§ Lesetext:

■ ■ ■ ■ ■

Sobald die Karotten-Saison sich dann dem Ende entgegen neigt, sieht der Vorgang etwas anders aus, wie die Möhren-Expertin verrät: »Dann kommen sie aus Lagerhäusern, die runtergekühlt sind und wo sie einige Monate gelagert werden können – und wir können weiterhin auf Möhren aus Deutschland zugreifen.« Lediglich in ein paar Wochen im Frühjahr eines Jahres könne es dazu kommen, dass die deutschen Karotten bereits verbraucht sind und wir auf Möhren aus dem Ausland angewiesen sind: »Dann kommen sie aus Spanien oder Italien, also aus Ländern, in denen etwas früher gesät und geerntet werden kann als hier.«

Knackig frisch: So bleibt die Karotte lange lecker

Sobald die Karotten dann im Supermarkt angekommen sind, beginnt für die Liebhaber der Doldenblütengewächse die Qual der Wahl: »Frische Möhren erkennt man bei Bundmöhren beispielsweise an dem Möhrengrün: Wenn das strahlend grün ist, ist die Möhre auf jeden Fall frisch.« Schwieriger ist die Frische dagegen bei den Möhren zu erkennen, die etwa in einem Kilo-Sack ohne grüne Blätter verkauft werden: »Die sollten schön knackig sein, aber man kann sie natürlich nicht im Supermarkt einfach auseinanderbrechen. Aber wenn sie sich leicht biegen lässt, ist sie nicht mehr super frisch.«

Sollten die Möhren im heimischen Kühlschrank einmal den Zustand leichter Biegsamkeit erreichen, hilft laut Dittrich ein einfacher Trick, um sie wieder frisch zu bekommen: »Das bedeutet nur, dass die Möhre Wasser verloren hat – sie ist dann nicht schlecht. Wenn man sie dann für ein paar Stunden in ein Gefäß mit Wasser legt, wird sie wieder schön knackig, weil sie die Flüssigkeit dann wieder aufnimmt.«

Die Karotte ist ein sehr nachhaltiges Gemüse

Eine feuchte Umgebung hilft der Möhre dabei auch bei der generellen Lagerung im heimischen Kühlschrank, wie Judith Dittrich erklärt. Demnach solle man die Möhre im Optimalfall unten ins Gemüsefach legen und sie mit einem feuchten Tuch bedecken, damit sie darüber Feuchtigkeit ziehen können. Bei verpackten Möhren gilt darüber hinaus die Faustregel, dass sie aus der Verpackung entfernt werden sollten und bei Bund-Möhren sollte das Grün entfernt werden, da es sonst die Feuchtigkeit aus der eigentlichen Möhre herauszieht.

■ ■ ■ ■ ■

§ Gestellte Aufgabe A:
Kannst du aus dem Lesetext über Karotten alles von "Eine feuchte Umgebung" bis hinunter zu "eigentlichen Möhre herauszieht." wörtlich zitieren?
§ Gestellte Aufgabe B:
Kannst du den Lesetext über Karotten im Anschluss an seinen letzten Satz fortsetzen?
Die Daten weiter unten stehen für sich und gehören nicht zum Lesetext.

■ ■ ■ ■ ■

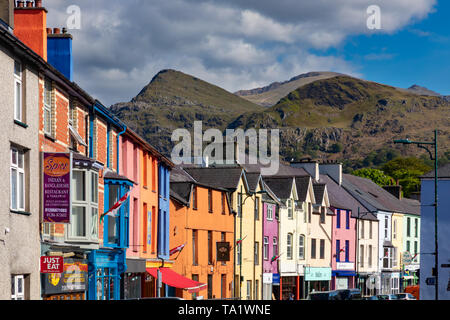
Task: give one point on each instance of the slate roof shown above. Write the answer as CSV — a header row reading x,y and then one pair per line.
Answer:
x,y
302,184
281,186
443,172
376,198
220,177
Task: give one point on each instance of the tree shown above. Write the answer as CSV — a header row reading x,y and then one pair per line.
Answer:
x,y
376,175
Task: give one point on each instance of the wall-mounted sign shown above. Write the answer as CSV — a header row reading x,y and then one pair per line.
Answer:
x,y
72,279
57,168
317,274
50,264
223,251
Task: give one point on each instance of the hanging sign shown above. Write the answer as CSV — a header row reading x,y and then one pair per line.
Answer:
x,y
57,168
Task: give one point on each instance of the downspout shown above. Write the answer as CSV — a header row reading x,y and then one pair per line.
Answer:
x,y
118,144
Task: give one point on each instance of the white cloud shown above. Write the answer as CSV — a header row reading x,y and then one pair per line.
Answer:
x,y
234,44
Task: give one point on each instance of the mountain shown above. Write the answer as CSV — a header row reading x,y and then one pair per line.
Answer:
x,y
174,100
422,91
347,118
269,95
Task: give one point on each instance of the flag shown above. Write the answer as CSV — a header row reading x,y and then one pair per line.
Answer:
x,y
274,258
240,240
177,249
115,208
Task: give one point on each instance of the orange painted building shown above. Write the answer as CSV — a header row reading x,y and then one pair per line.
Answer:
x,y
200,217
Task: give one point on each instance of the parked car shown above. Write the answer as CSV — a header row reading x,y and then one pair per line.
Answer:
x,y
324,295
349,294
387,297
405,296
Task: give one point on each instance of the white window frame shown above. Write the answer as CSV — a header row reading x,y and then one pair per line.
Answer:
x,y
90,204
48,106
301,247
17,294
19,192
18,109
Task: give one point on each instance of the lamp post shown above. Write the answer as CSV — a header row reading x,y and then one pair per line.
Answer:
x,y
422,145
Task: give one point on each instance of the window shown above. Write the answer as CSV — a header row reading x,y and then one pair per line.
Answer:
x,y
48,107
347,220
266,248
289,246
394,229
361,256
338,219
275,246
194,247
194,198
249,289
347,250
301,247
84,220
270,212
223,202
17,168
408,227
210,200
338,250
416,228
322,215
18,91
210,247
290,209
257,208
313,248
256,253
322,249
17,287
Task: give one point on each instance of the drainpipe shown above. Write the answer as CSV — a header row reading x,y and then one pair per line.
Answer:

■ ■ ■ ■ ■

§ Lösung der Aufgabe A:
Eine feuchte Umgebung hilft der Möhre dabei auch bei der generellen Lagerung im heimischen Kühlschrank, wie Judith Dittrich erklärt. Demnach solle man die Möhre im Optimalfall unten ins Gemüsefach legen und sie mit einem feuchten Tuch bedecken, damit sie darüber Feuchtigkeit ziehen können. Bei verpackten Möhren gilt darüber hinaus die Faustregel, dass sie aus der Verpackung entfernt werden sollten und bei Bund-Möhren sollte das Grün entfernt werden, da es sonst die Feuchtigkeit aus der eigentlichen Möhre herauszieht.

§ Lösung der Aufgabe B:
Der Einfluss des Klimawandels auf die Karotten

Bereits im 12. Jahrhundert kam die Möhre aus dem heutigen Iran über Spanien und Italien nach Europa, wo aus den damals noch violetten und weißen Wildrüben mit der Zeit die heute bekannte orangefarbene Karotte gezüchtet wurde. Diese lange Geschichte der Möhre zeigt bereits, dass sich das Doldenblütengewächs gut an seine Umgebung anpassen kann, was ihr auch in Zeiten des aktuellen Klimawandels zugutekommt: »Die Karotte ist ein sehr nachhaltiges Gemüse«, betont Judith Dittrich, »denn sie hat nicht so hohe Ansprüche wie anderes Gemüse. Sie benötigt Wasser und in extrem trockenen Sommern muss gewässert werden, aber sonst kommt sie mit vielen Situationen gut klar.«

Groß oder klein: die unterschiedlichen Karottenarten

Allein in den meisten Supermärkten finden Möhrenfreunde mindestens eine Auswahl aus Snack-Möhren, den sogenannten Bund-Möhren mit Grün oder der Variante, bei der die Blätter bereits entfernt wurden. Europaweit sind über 300 Karottensorten bekannt. In der Produktion unterscheiden sich die einzelnen Möhren-Varianten allerdings nicht stark voneinander: »Die Mini-Möhren, die Snackmöhren, werden einfach früher geerntet und näher aneinandergesetzt. Die haben also gar nicht genug Platz, um groß zu werden – und dadurch bleiben sie eben klein. Die sind dann beispielsweise gut geeignet, um sie zwischendurch zu snacken und weil sie süßer im Geschmack sind, kann man sie auch gut mit in die Brotbox für die Kinder geben.« Bei den anderen Sorten, etwa den zu einem Bund mit Grün zusammengebundenen Bund-Möhren oder den losen Sorten, die kein Möhrengrün mehr enthalten, sei es dann einfach Geschmackssache, sagt die Expertin.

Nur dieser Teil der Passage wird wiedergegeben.